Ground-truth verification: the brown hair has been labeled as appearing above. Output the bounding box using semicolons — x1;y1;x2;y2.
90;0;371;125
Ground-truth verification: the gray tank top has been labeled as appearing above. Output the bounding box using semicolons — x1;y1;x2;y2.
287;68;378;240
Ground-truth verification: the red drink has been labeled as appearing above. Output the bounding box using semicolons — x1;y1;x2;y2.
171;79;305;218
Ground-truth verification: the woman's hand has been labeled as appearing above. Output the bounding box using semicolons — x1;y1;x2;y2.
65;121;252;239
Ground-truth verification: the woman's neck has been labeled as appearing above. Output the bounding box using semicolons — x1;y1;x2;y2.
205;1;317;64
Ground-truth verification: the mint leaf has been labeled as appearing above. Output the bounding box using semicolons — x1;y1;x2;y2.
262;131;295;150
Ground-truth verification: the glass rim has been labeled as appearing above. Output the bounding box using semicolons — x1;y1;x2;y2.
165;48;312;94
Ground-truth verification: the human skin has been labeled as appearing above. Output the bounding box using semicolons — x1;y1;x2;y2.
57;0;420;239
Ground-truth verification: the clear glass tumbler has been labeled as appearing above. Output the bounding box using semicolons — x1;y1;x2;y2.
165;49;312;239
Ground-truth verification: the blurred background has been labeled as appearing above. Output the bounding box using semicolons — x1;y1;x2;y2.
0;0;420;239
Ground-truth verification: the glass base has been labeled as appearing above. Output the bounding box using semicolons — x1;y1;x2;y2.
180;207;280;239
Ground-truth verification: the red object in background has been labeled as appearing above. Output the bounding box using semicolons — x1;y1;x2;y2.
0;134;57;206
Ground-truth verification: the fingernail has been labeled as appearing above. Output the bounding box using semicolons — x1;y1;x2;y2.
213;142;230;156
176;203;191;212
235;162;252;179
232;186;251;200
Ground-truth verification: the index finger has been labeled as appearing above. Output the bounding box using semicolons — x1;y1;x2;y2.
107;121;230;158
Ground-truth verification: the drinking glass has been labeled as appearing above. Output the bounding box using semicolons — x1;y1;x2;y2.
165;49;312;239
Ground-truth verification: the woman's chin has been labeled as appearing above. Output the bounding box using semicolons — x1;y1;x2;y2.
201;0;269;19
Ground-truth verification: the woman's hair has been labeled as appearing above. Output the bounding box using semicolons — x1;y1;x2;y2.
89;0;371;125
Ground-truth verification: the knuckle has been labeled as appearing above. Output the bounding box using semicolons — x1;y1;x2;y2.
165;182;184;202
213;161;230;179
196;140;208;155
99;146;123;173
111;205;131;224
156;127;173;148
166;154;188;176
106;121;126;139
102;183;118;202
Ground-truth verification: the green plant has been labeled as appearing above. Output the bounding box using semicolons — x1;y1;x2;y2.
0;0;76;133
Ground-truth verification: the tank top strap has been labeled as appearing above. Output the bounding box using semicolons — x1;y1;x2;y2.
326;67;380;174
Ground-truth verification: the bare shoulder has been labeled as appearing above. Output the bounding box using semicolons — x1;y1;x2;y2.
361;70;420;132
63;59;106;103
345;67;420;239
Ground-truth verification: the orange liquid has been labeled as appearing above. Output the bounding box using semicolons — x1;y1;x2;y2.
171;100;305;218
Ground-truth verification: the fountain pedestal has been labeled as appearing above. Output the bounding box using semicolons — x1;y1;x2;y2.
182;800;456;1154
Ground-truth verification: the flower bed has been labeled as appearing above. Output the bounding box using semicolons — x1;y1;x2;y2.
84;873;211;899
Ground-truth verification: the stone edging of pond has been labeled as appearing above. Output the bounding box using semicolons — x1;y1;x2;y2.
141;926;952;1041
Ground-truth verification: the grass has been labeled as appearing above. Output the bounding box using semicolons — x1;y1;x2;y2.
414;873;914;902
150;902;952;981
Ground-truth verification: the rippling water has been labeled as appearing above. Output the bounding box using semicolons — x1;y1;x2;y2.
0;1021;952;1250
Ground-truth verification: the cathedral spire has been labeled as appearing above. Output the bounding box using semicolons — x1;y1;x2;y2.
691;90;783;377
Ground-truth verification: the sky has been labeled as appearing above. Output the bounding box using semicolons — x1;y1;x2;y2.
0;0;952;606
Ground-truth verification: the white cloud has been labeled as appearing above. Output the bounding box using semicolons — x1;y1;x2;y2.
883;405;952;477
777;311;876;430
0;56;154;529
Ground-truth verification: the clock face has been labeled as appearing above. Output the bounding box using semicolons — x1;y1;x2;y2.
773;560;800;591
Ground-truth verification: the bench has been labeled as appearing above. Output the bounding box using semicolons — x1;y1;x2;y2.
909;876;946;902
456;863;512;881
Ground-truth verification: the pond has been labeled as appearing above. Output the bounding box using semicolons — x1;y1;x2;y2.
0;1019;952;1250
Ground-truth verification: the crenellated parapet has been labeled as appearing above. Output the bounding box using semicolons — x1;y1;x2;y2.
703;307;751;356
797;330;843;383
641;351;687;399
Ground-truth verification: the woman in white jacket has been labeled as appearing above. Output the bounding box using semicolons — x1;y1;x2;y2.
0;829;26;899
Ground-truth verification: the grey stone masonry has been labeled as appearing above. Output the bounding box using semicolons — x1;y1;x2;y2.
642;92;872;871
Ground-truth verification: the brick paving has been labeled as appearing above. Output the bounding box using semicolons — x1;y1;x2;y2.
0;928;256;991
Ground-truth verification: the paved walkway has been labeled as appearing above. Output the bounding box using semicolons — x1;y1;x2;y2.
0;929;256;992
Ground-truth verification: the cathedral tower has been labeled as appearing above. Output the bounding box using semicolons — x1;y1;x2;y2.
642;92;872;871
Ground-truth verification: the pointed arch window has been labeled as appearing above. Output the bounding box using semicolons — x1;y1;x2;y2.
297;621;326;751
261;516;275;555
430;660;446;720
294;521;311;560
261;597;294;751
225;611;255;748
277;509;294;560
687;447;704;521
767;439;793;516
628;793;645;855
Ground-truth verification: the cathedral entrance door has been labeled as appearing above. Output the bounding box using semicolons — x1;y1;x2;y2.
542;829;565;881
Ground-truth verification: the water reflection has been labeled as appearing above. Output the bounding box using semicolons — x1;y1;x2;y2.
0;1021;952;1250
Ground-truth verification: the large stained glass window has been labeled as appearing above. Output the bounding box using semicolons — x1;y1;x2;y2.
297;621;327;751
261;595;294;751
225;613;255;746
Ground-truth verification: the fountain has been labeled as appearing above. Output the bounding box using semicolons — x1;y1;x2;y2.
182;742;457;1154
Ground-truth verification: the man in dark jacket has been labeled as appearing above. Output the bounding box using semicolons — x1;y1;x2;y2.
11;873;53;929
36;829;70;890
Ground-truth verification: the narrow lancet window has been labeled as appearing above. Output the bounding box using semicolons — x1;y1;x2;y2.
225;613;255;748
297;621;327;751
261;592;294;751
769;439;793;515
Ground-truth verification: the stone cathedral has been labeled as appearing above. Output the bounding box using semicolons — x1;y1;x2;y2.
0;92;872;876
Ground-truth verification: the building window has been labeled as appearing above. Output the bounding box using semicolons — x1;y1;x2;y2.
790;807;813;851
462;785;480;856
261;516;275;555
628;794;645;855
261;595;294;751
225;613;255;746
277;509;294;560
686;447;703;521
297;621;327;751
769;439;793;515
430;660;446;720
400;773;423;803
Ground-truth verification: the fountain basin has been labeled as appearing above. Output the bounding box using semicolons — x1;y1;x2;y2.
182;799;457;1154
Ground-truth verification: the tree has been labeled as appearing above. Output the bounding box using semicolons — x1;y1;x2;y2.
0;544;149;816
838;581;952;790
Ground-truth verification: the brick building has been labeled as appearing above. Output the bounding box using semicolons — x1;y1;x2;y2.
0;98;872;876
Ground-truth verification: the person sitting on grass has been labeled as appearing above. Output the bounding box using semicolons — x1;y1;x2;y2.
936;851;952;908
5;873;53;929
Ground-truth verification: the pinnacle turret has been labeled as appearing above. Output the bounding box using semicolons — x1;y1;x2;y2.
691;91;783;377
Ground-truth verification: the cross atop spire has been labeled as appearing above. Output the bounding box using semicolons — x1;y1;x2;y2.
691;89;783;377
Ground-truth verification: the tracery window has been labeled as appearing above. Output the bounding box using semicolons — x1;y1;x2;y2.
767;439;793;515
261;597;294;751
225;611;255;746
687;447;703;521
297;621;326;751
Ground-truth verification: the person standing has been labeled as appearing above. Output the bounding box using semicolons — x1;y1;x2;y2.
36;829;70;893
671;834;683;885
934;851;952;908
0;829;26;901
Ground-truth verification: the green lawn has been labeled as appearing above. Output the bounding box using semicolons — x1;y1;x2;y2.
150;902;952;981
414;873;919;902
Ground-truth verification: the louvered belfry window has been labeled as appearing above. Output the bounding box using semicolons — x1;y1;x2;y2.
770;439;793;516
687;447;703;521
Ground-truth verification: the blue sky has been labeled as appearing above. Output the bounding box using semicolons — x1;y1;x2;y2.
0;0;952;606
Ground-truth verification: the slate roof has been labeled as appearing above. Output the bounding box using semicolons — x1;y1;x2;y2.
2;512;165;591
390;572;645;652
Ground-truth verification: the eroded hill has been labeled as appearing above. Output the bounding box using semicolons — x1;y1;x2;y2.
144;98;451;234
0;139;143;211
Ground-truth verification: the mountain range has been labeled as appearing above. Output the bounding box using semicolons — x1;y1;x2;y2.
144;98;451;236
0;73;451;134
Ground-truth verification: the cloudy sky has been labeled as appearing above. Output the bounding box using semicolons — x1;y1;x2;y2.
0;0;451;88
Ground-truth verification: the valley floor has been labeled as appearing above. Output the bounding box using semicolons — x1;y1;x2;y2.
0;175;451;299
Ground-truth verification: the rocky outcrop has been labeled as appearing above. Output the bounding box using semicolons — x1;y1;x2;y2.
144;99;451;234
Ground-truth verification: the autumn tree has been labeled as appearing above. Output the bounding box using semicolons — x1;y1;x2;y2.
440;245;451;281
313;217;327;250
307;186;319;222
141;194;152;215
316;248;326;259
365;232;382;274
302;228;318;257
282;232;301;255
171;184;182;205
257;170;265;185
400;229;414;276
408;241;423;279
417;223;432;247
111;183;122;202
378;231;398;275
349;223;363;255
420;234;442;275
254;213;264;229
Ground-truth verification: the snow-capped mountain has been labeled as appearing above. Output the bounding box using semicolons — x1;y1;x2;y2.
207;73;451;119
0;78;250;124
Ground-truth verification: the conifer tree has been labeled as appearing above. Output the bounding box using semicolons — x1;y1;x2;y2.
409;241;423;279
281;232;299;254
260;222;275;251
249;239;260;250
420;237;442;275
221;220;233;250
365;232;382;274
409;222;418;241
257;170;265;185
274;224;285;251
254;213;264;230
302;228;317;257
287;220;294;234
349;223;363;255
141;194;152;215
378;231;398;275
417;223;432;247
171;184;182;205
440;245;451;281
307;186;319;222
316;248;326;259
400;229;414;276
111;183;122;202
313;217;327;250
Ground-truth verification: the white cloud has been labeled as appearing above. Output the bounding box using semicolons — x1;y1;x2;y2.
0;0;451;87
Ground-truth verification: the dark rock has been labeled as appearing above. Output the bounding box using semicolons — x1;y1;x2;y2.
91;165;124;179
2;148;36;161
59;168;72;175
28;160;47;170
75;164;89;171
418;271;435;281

> [WHAT IS ASKED]: Copy the items above word for word, from the line containing "Ground-truth verification: the fountain basin" through the line containing "5;873;53;929", including both of those lines.

> [COMPLETE ANSWER]:
Ground-truth verification: the fountain basin has been labeled as appearing above. Output the bounding box using semicolons — x1;y1;x2;y2.
182;799;457;1154
Ground-truth verification: the tree has been labeled as appearing above. Output the bounding box using semicolons — x1;y1;x2;y2.
0;544;149;816
838;581;952;790
Ground-truth verification: the brick building has been labeled as appearing above. Output the bounding box using semicolons — x1;y1;x2;y2.
0;98;872;876
Ground-truth verification: the person sitting on grass has been labeled as appearing above. Output the bounding box using semicolons — x1;y1;x2;y2.
936;851;952;908
5;873;53;929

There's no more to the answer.